*Work to be completed:*
Check every line of the records below for the string "target" and copy the ones that have it.

*Data section:*
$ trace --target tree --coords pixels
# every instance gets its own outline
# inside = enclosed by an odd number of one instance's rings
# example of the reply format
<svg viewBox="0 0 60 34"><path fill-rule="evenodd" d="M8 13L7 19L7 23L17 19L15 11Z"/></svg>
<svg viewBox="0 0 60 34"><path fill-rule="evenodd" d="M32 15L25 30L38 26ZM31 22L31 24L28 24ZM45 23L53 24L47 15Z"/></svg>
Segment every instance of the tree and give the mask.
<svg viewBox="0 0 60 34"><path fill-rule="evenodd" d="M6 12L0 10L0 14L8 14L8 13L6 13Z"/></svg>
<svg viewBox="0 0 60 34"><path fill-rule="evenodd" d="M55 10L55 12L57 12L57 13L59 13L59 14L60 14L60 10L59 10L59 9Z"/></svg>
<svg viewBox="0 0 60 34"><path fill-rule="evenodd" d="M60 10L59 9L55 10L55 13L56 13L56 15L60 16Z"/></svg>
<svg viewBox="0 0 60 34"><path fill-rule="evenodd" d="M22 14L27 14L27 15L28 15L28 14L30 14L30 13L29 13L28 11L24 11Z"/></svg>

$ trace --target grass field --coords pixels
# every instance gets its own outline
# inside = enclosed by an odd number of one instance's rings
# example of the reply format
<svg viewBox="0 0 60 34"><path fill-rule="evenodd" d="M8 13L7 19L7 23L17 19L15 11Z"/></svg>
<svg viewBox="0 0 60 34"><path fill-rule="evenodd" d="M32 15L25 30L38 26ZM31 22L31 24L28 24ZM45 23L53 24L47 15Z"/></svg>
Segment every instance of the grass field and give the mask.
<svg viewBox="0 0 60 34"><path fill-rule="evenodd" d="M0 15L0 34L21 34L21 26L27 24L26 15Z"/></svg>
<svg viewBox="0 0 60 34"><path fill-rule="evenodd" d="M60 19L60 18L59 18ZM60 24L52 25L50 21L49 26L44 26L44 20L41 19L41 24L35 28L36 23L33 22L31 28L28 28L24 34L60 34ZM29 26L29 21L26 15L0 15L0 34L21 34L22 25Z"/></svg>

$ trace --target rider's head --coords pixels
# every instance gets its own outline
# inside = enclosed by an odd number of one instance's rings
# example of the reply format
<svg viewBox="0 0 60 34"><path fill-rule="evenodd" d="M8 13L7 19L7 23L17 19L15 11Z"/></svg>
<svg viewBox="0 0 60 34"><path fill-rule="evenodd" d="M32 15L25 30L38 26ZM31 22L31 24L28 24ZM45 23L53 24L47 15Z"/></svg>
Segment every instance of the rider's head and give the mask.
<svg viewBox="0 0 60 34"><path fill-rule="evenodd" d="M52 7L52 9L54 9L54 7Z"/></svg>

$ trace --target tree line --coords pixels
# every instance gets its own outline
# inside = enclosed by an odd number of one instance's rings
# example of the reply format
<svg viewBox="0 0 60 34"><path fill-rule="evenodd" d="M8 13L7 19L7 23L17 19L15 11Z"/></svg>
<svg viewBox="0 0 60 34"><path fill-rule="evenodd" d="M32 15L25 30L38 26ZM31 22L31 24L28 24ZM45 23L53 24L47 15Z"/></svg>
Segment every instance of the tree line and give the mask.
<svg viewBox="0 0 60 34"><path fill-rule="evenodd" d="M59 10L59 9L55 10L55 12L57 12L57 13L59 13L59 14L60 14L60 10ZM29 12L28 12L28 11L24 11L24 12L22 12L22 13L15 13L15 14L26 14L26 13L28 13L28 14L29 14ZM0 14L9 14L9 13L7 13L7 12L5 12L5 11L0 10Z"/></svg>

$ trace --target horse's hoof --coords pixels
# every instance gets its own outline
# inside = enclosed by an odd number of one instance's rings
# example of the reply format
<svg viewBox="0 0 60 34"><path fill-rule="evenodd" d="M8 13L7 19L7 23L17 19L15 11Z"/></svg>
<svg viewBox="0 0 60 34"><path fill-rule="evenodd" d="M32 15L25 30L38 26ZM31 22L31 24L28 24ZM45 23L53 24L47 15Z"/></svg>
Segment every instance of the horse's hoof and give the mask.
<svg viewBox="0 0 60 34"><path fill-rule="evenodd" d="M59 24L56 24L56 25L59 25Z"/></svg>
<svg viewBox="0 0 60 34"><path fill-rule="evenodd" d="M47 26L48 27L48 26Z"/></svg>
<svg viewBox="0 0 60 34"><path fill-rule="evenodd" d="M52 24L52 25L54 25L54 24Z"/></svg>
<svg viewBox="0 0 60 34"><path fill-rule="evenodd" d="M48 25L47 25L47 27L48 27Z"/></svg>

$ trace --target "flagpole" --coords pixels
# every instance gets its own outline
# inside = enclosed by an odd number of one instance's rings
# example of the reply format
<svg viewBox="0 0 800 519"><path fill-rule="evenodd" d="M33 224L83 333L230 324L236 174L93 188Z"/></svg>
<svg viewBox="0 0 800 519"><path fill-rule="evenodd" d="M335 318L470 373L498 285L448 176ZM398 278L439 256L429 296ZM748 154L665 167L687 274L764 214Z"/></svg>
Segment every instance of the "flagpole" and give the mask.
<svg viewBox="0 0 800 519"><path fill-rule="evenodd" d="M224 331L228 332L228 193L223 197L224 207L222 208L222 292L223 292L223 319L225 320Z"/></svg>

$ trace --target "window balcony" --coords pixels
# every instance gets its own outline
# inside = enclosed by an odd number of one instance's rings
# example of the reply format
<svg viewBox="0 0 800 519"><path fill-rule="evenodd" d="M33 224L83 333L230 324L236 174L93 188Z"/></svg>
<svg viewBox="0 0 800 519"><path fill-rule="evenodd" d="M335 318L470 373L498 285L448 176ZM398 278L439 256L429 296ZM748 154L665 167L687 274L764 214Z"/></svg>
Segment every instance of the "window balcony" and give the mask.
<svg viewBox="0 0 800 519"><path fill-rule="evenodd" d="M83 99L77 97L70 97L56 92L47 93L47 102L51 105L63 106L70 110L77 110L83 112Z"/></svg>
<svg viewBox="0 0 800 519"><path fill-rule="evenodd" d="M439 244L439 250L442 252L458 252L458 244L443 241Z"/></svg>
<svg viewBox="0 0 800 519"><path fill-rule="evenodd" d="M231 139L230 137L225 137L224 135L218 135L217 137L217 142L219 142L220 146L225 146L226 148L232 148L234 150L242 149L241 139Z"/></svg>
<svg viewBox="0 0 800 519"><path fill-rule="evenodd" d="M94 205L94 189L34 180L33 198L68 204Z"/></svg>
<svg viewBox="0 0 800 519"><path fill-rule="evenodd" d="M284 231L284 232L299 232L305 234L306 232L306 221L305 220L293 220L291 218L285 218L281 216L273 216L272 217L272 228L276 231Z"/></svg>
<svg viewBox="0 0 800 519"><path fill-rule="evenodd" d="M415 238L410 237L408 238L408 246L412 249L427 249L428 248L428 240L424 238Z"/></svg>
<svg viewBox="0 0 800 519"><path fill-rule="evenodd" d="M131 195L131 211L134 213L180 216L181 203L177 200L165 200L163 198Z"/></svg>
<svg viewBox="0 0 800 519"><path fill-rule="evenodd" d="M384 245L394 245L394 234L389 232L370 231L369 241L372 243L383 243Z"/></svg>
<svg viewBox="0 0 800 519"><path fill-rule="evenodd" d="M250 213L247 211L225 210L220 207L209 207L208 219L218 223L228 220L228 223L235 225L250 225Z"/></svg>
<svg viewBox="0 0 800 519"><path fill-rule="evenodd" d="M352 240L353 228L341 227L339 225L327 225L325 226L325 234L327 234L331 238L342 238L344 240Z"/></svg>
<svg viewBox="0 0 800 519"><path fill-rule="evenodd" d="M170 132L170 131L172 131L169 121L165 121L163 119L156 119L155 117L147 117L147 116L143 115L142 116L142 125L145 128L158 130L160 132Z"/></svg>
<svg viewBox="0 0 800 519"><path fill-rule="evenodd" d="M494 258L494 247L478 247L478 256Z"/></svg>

*Completed exercise:*
$ trace --target tree --coords pixels
$ trace --target grass field --coords pixels
$ trace --target rider's head --coords pixels
$ trace --target tree line --coords pixels
$ trace --target horse's hoof --coords pixels
$ trace --target "flagpole" --coords pixels
$ trace --target "window balcony" --coords pixels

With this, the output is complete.